>> begin

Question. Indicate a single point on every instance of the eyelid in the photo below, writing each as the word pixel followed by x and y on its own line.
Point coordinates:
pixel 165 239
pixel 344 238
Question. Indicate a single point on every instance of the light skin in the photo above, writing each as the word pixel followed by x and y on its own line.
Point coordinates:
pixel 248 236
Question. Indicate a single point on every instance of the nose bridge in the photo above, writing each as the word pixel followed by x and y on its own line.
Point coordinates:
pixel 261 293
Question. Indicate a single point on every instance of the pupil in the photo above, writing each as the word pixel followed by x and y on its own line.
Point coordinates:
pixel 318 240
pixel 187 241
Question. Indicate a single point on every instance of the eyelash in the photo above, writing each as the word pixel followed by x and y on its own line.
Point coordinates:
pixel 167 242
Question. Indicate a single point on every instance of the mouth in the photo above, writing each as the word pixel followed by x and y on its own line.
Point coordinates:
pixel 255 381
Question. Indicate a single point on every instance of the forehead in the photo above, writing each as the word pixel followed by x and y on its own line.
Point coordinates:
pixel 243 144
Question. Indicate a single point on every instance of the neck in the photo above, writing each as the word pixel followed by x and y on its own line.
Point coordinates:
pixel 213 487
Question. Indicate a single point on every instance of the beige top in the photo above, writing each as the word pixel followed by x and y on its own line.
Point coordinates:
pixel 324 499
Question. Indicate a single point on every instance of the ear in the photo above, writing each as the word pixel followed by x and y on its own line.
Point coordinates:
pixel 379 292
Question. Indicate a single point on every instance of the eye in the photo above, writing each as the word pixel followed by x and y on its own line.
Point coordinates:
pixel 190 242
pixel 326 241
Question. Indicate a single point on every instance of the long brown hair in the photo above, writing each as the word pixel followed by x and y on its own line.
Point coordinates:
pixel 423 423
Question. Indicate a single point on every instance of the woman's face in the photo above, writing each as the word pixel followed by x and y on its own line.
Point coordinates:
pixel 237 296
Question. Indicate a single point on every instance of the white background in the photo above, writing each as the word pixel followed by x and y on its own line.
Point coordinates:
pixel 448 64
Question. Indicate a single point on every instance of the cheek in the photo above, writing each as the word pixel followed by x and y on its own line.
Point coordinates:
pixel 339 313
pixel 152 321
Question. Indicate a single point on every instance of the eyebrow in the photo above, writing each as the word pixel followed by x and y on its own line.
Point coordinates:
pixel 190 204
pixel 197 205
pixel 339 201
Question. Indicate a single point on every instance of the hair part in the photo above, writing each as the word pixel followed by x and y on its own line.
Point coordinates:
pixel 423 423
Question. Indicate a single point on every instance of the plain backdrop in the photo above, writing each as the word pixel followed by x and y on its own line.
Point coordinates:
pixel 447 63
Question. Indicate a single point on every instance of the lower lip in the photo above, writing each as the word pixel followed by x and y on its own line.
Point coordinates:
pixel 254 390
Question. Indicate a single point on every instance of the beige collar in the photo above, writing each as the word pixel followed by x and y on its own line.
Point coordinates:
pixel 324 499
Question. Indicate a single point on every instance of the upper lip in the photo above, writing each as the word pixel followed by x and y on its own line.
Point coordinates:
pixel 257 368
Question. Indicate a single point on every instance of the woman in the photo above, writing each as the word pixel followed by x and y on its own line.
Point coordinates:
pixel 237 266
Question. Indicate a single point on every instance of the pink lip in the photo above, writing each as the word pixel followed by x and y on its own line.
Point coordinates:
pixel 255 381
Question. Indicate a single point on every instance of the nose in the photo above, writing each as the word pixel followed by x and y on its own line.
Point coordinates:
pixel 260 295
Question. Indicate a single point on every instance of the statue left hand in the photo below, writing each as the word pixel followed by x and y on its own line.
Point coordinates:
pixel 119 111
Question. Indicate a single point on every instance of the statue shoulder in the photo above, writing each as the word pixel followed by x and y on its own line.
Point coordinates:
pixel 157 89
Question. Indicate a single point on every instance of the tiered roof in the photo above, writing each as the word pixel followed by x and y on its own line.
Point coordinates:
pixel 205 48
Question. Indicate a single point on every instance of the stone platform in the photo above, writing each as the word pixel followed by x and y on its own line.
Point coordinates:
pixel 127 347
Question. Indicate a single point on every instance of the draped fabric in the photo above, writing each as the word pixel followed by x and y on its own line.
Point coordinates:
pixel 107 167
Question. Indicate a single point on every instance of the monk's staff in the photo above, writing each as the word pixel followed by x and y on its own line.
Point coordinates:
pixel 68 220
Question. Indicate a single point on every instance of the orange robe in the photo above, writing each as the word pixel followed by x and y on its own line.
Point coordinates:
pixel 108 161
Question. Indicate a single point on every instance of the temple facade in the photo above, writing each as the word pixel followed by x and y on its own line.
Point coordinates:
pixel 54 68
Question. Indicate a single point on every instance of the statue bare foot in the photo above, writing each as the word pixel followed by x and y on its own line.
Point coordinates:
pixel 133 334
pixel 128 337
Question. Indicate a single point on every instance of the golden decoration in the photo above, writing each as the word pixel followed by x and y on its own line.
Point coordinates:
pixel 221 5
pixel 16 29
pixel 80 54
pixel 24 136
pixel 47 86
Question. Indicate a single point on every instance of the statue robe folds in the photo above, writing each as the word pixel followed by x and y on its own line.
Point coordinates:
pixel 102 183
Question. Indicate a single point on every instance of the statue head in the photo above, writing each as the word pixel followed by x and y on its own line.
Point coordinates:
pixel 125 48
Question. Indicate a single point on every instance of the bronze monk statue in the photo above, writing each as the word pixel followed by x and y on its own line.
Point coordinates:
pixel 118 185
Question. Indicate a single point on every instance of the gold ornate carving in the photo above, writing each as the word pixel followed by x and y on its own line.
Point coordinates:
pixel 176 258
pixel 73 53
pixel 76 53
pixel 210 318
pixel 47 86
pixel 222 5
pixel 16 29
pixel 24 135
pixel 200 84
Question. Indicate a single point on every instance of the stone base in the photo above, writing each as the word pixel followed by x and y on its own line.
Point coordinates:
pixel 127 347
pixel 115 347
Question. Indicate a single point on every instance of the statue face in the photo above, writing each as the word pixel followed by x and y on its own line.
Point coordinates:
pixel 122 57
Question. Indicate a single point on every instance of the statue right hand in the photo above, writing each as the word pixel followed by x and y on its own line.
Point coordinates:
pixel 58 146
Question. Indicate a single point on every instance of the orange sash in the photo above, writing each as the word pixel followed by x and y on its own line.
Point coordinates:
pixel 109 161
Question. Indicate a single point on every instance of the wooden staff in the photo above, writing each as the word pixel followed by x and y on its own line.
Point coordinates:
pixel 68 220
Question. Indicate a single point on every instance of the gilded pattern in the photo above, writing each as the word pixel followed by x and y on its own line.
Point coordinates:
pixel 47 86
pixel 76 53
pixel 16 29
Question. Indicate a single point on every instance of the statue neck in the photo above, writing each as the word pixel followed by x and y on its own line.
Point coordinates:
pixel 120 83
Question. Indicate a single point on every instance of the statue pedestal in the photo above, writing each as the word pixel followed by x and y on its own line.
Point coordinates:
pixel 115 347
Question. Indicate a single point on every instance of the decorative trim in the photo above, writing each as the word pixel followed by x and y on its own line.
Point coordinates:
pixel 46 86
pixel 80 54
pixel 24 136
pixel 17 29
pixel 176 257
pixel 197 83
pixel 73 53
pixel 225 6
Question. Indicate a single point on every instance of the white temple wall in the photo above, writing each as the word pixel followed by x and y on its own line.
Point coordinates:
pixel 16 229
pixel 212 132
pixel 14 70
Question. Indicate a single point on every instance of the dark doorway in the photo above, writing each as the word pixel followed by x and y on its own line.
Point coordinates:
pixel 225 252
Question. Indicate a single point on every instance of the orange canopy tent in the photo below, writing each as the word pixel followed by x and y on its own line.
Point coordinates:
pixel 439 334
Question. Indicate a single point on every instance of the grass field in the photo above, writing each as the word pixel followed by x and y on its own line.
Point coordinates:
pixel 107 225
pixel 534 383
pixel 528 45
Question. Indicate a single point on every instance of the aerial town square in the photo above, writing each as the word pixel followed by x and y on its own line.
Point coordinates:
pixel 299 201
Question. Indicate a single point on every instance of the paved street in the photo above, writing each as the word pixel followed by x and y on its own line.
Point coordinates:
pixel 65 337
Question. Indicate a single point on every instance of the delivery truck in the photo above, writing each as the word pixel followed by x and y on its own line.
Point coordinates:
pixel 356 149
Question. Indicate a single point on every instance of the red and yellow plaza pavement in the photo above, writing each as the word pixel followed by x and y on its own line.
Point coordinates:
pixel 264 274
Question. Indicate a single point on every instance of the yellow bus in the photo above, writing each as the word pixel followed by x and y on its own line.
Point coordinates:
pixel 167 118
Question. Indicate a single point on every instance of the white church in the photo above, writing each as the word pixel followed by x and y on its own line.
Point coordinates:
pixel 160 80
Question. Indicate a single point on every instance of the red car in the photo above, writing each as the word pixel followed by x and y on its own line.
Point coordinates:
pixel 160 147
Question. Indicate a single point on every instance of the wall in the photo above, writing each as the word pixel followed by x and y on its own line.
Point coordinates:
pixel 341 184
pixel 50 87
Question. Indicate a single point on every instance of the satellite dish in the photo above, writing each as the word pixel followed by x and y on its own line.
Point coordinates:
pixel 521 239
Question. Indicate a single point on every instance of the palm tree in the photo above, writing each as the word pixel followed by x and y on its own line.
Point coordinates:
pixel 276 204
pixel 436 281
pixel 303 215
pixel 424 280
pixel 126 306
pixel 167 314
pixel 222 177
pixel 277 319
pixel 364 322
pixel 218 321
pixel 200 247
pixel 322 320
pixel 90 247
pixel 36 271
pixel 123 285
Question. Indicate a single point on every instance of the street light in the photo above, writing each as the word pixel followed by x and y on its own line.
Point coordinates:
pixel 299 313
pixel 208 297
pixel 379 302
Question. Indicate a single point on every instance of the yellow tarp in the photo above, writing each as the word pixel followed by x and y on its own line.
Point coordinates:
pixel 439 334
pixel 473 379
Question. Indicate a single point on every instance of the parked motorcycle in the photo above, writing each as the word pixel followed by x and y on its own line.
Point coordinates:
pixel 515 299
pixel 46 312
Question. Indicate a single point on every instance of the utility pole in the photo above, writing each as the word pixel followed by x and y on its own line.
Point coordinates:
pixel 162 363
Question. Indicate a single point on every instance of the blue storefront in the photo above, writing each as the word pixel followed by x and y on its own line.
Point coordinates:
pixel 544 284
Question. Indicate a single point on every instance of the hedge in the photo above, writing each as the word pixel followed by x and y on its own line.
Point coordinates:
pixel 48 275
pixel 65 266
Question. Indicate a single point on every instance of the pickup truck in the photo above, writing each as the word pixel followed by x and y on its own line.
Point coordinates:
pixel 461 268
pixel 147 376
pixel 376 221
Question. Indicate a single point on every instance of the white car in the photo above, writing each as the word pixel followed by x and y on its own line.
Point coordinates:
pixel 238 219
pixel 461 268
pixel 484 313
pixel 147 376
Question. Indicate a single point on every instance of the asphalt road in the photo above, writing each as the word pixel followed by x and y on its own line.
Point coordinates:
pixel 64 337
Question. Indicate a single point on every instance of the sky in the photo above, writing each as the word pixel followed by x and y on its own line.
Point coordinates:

>> end

■ Task instructions
Format the records from the line with "Question. Indicate a single point on every instance of the pink" up to and including the line with "pixel 157 89" as a numbered list, leaving out blank lines.

■ The reply
1. Question. Indicate a single point on every instance of the pink lip in the photo above, writing each as the word pixel followed by x and y on its own line.
2. Point coordinates:
3. pixel 255 381
4. Question. Indicate a single point on every instance of the nose in the photo above, writing each as the word pixel followed by x and y on its own line.
5. Point coordinates:
6. pixel 260 295
7. Question. Indicate a single point on every instance of the statue left hand in the photo below, writing each as the word pixel followed by x and y on its own line.
8. Point coordinates:
9. pixel 119 111
10. Question. Indicate a single point on every instance of the statue shoulder in the photo above, writing each as the word pixel followed by x and y on its own line.
11. Point coordinates:
12. pixel 157 89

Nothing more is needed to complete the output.